**Task input**

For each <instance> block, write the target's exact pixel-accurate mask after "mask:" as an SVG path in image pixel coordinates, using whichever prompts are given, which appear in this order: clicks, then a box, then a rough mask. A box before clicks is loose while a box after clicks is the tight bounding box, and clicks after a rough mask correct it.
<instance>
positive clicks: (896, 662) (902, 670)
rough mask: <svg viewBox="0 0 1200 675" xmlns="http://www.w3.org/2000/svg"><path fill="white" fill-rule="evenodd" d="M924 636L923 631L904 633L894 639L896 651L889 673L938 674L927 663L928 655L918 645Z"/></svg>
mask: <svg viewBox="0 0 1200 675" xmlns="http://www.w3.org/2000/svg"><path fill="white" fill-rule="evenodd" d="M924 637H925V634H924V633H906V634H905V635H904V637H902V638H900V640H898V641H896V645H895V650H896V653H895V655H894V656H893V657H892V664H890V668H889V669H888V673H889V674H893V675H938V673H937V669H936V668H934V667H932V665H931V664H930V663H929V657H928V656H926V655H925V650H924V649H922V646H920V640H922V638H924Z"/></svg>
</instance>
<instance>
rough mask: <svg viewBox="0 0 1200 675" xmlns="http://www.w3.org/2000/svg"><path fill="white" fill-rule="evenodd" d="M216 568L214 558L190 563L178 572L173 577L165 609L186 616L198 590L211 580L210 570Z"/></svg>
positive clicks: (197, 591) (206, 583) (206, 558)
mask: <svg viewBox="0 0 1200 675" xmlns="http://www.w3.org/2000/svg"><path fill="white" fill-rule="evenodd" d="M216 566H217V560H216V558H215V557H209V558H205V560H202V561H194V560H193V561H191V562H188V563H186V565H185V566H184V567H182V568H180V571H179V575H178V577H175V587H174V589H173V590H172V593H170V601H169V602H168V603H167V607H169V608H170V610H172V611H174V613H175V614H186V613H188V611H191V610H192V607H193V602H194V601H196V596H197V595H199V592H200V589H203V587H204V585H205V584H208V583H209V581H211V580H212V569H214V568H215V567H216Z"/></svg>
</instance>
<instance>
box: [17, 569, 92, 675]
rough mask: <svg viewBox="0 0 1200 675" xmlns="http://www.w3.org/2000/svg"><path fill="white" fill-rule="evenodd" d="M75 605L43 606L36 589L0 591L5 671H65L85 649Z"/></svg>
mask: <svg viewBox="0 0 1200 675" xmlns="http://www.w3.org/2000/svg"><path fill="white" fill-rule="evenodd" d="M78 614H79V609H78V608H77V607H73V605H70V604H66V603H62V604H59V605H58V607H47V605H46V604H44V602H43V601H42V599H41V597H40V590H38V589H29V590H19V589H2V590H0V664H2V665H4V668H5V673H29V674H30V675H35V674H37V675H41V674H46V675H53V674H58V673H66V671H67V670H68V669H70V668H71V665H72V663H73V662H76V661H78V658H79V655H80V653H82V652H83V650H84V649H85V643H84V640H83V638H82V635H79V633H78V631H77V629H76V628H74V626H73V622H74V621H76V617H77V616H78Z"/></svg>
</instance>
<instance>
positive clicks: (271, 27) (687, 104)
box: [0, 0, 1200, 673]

**What needs to be done**
Set down every line of the listing above again, exactly as given.

**Result of the exercise**
For each <instance> block, write the target's exact pixel-accurate mask after "mask:" as an SVG path in image pixel coordinates, using whichever prompts are given, which appear in this order: clicks, then a box, then a rough mask. A box before clicks is loose while a box after clicks is the tight bounding box, and clicks after a rough mask correct it.
<instance>
positive clicks: (896, 662) (902, 670)
rough mask: <svg viewBox="0 0 1200 675" xmlns="http://www.w3.org/2000/svg"><path fill="white" fill-rule="evenodd" d="M924 636L923 631L904 633L894 639L896 651L889 673L938 674L927 663L928 655L918 645Z"/></svg>
mask: <svg viewBox="0 0 1200 675" xmlns="http://www.w3.org/2000/svg"><path fill="white" fill-rule="evenodd" d="M924 637H925V634H924V633H906V634H905V635H904V637H902V638H900V640H898V641H896V645H895V650H896V653H895V655H894V656H893V657H892V664H890V668H889V669H888V673H889V674H893V675H938V673H937V669H936V668H934V667H932V665H931V664H930V663H929V657H928V656H926V655H925V650H924V649H922V646H920V640H922V638H924Z"/></svg>
</instance>
<instance>
rough mask: <svg viewBox="0 0 1200 675" xmlns="http://www.w3.org/2000/svg"><path fill="white" fill-rule="evenodd" d="M216 568L214 558L190 563L178 572L173 577L165 609L186 616L198 590L211 580L210 570Z"/></svg>
positive clicks: (197, 591) (206, 583) (206, 558)
mask: <svg viewBox="0 0 1200 675" xmlns="http://www.w3.org/2000/svg"><path fill="white" fill-rule="evenodd" d="M216 566H217V560H216V558H215V557H209V558H205V560H202V561H194V560H193V561H191V562H188V563H186V565H185V566H184V567H182V568H180V571H179V575H178V577H175V587H174V589H173V590H172V593H170V601H169V602H168V603H167V607H169V608H170V610H172V611H174V613H175V614H186V613H188V611H191V610H192V607H193V602H194V601H196V596H197V595H199V592H200V589H203V587H204V585H205V584H208V583H209V581H211V580H212V569H214V568H215V567H216Z"/></svg>
</instance>
<instance>
box: [17, 569, 92, 675]
rough mask: <svg viewBox="0 0 1200 675" xmlns="http://www.w3.org/2000/svg"><path fill="white" fill-rule="evenodd" d="M75 605L43 606L36 589L0 591L5 671H65L85 649Z"/></svg>
mask: <svg viewBox="0 0 1200 675" xmlns="http://www.w3.org/2000/svg"><path fill="white" fill-rule="evenodd" d="M78 614H79V609H78V608H77V607H73V605H70V604H66V603H62V604H59V605H58V607H47V605H46V604H44V602H43V601H42V599H41V597H40V590H38V589H29V590H19V589H2V590H0V664H2V665H4V668H5V673H29V674H30V675H35V674H37V675H41V674H46V675H53V674H58V673H66V671H67V670H68V669H70V668H71V665H72V663H73V662H76V661H78V658H79V655H80V653H82V652H83V650H84V649H85V643H84V640H83V638H82V635H79V633H78V631H77V629H76V628H74V626H73V622H74V621H76V617H77V616H78Z"/></svg>
</instance>
<instance>
positive clicks: (271, 27) (687, 104)
box: [0, 0, 1200, 673]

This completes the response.